**Supplied entries**
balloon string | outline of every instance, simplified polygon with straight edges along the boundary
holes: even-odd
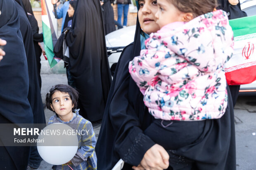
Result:
[[[73,170],[73,169],[72,169],[72,168],[71,168],[71,167],[70,167],[70,166],[69,166],[69,164],[68,164],[67,163],[66,164],[68,165],[68,166],[69,166],[69,168],[70,168],[70,169],[71,169],[72,170]]]

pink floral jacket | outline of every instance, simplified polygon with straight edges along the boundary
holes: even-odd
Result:
[[[173,24],[150,35],[147,49],[129,63],[131,77],[156,119],[219,118],[228,102],[223,65],[233,52],[227,14],[217,10]]]

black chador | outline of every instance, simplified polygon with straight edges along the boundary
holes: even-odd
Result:
[[[79,93],[78,108],[91,121],[102,119],[111,81],[100,1],[78,0],[66,42],[69,68]]]
[[[99,170],[111,170],[120,158],[126,163],[123,170],[132,169],[155,144],[144,134],[153,117],[128,69],[130,61],[140,55],[142,31],[137,21],[134,42],[124,49],[116,66],[95,147]],[[234,112],[228,87],[227,90],[228,104],[224,115],[206,122],[201,135],[193,143],[167,150],[168,170],[235,170]],[[180,126],[178,129],[186,130]],[[180,139],[173,138],[180,142]]]
[[[21,23],[20,30],[28,62],[29,80],[28,99],[33,112],[34,123],[45,123],[45,118],[38,77],[32,29],[21,0],[15,1],[17,2],[15,4]]]
[[[13,0],[0,1],[0,38],[6,40],[0,62],[0,123],[32,123],[27,99],[29,80],[26,52],[18,11]],[[0,135],[0,142],[5,136]],[[29,147],[0,147],[0,169],[24,170]]]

**Work to do**
Please turn the records above into a numbered list with one line per item, skipping blank lines and leaving out the pictures.

**Task output**
1. balloon string | outline of every instance, simplified polygon with straight edges along the boundary
2. holes: even-odd
3. Result:
4. [[[73,170],[73,169],[72,169],[72,168],[71,168],[71,167],[70,167],[70,166],[69,166],[69,164],[68,164],[67,163],[66,164],[68,165],[68,166],[69,166],[69,168],[70,168],[70,169],[71,169],[72,170]]]
5. pink floral jacket | outline of every instance, simplified polygon with straight edges along the boundary
6. holes: even-odd
7. Result:
8. [[[173,24],[150,35],[147,49],[129,63],[131,77],[156,119],[219,118],[228,102],[223,65],[233,52],[227,14],[217,10]]]
9. black chador | outline of every instance, simplified polygon with straight edges along the boundary
10. holes: even-odd
11. Result:
12. [[[79,93],[78,108],[91,121],[102,119],[111,81],[100,1],[78,0],[66,42],[69,68]]]
13. [[[99,170],[111,170],[120,158],[126,163],[123,170],[132,169],[155,144],[144,134],[153,117],[128,69],[130,61],[140,55],[142,31],[137,21],[134,42],[124,49],[116,66],[95,147]],[[234,112],[228,87],[227,90],[228,104],[224,115],[206,122],[201,135],[193,143],[167,150],[168,170],[235,170]],[[180,126],[178,129],[186,130]],[[180,139],[173,138],[180,142]]]
14. [[[21,23],[20,30],[28,62],[29,80],[28,99],[33,112],[34,123],[45,123],[45,118],[38,77],[32,29],[21,0],[15,1],[17,2],[15,4]]]
15. [[[13,0],[0,1],[0,38],[6,40],[0,62],[0,123],[32,123],[27,99],[29,80],[26,52],[18,11]],[[0,135],[0,142],[5,136]],[[29,147],[0,147],[0,169],[24,170]]]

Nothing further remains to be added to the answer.